** start of EXCERPT TO READ **

The summer changes implemented on June 23, 2013, will be reversed and many improvements, primarily in off-peak periods, will start in September with more to follow later in the year.  Because many construction projects are stretching the bus fleet thin, some improvements cannot begin as soon as planned.

2013.09.01 Service Changes

Construction Projects Expected To End in Mid-November 2013

  • Lawrence West Station bus roadway reconstruction.  58 Malton and 59 Maple Leaf are extended to Lawrence Station.
  • Kingston Road reconstruction from Queen to Birchmount.  Additional service on 22A Coxwell, 92 Woodbine South, 64 Main, 12 Kingston Road and 69 Warden South.  502/503 streetcars turn back at Woodbine Loop.
  • Spadina/Harbourfront reconstruction.  510 streetcars are expected to return to Queens Quay Loop in November, but streetcar service to Union depends on another project (see below).
  • Ossington Avenue track construction from College to Dundas.  63/316 Ossington routes will divert via Bathurst from College to Queen.
  • Bathurst Street watermain work.  511 Bathurst will operate with buses.  512 St. Clair will operate with AM peak service through the midday and PM Peak on weekdays, and with afternoon service level through the morning on Saturdays.
  • Dufferin Street reconstruction from Queen to Dundas.  29/329 Dufferin routes divert southbound via College, Brock and Queen.

Other Long-Term Construction Projects

  • Subway tunnel liner replacement north of Eglinton.  This project requires early closing of the Yonge line, but does not affect peak bus requirements, until the end of 2013.
  • Warden Avenue construction in York Region affects the 68 Warden bus contract service north of Steeles until late 2013.
  • The Esplanade is closed for condo construction requiring a diversion of the 72A Pape bus until sometime in 2014.  A further diversion is required by the Second Platform project at Union Station until late 2014.
  • The Spadina Subway extension affects 106/196 York University services, 36 Finch West, 41 Keele and 107 Keele North.  This will last at least to the end of 2013.
  • Metrolinx bridge work (Georgetown South project) will affect 73 Royal York, 89 Weston and 59 Maple Leaf into 2014.

** end of EXCERPT TO READ **

WRITTEN EXERCISE:
Reproduce verbatim the portion of the service change notice that opens with the words containing "Other Long-Term Construction" and closes with "to the end of 2013.". Rely solely on the service change notice for this work.

** start of EXCERPTED RECORDS **

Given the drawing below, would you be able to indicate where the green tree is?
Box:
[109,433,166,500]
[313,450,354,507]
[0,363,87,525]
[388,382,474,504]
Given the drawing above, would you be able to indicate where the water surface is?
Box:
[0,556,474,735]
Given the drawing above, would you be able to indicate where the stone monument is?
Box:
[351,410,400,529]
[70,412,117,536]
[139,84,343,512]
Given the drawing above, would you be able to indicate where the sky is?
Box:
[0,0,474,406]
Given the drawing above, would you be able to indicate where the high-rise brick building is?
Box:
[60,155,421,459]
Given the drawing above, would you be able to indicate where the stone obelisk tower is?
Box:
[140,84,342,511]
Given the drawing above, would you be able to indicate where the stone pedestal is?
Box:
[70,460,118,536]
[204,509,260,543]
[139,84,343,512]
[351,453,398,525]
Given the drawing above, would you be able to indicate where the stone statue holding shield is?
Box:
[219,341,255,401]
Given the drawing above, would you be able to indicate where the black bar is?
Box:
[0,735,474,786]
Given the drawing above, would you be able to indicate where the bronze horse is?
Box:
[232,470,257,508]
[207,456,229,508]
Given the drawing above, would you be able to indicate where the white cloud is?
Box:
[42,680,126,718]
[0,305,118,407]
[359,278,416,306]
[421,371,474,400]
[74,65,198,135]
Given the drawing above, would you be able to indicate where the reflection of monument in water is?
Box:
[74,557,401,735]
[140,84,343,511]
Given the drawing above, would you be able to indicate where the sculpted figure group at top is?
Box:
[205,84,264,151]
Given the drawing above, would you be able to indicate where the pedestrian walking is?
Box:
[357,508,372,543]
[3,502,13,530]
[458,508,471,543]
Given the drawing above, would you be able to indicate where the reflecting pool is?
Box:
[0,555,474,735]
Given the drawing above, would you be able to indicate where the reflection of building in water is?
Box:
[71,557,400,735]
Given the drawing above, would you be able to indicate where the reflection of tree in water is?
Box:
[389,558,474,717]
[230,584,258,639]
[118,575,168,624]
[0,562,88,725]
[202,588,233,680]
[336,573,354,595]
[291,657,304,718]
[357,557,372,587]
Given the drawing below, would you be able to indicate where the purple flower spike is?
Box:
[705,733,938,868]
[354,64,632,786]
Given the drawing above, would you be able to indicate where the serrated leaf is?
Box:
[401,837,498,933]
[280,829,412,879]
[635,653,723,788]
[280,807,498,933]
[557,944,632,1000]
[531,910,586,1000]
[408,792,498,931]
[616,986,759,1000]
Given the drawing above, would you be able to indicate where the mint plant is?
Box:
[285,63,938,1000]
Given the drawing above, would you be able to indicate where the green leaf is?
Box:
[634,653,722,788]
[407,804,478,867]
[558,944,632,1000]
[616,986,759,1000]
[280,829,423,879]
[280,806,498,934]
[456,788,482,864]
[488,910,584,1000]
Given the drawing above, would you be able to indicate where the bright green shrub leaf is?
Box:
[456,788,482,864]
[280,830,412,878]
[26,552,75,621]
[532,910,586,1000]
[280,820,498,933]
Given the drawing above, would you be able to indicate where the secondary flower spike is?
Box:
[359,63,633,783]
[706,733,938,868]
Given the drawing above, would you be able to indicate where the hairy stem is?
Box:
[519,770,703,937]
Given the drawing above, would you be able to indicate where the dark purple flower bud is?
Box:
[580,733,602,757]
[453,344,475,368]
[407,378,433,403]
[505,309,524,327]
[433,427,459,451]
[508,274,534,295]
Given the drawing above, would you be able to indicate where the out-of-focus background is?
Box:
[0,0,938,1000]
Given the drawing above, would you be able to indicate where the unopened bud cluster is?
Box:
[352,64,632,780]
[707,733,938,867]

** end of EXCERPTED RECORDS **

REPLY:
Other Long-Term Construction Projects

  • Subway tunnel liner replacement north of Eglinton.  This project requires early closing of the Yonge line, but does not affect peak bus requirements, until the end of 2013.
  • Warden Avenue construction in York Region affects the 68 Warden bus contract service north of Steeles until late 2013.
  • The Esplanade is closed for condo construction requiring a diversion of the 72A Pape bus until sometime in 2014.  A further diversion is required by the Second Platform project at Union Station until late 2014.
  • The Spadina Subway extension affects 106/196 York University services, 36 Finch West, 41 Keele and 107 Keele North.  This will last at least to the end of 2013.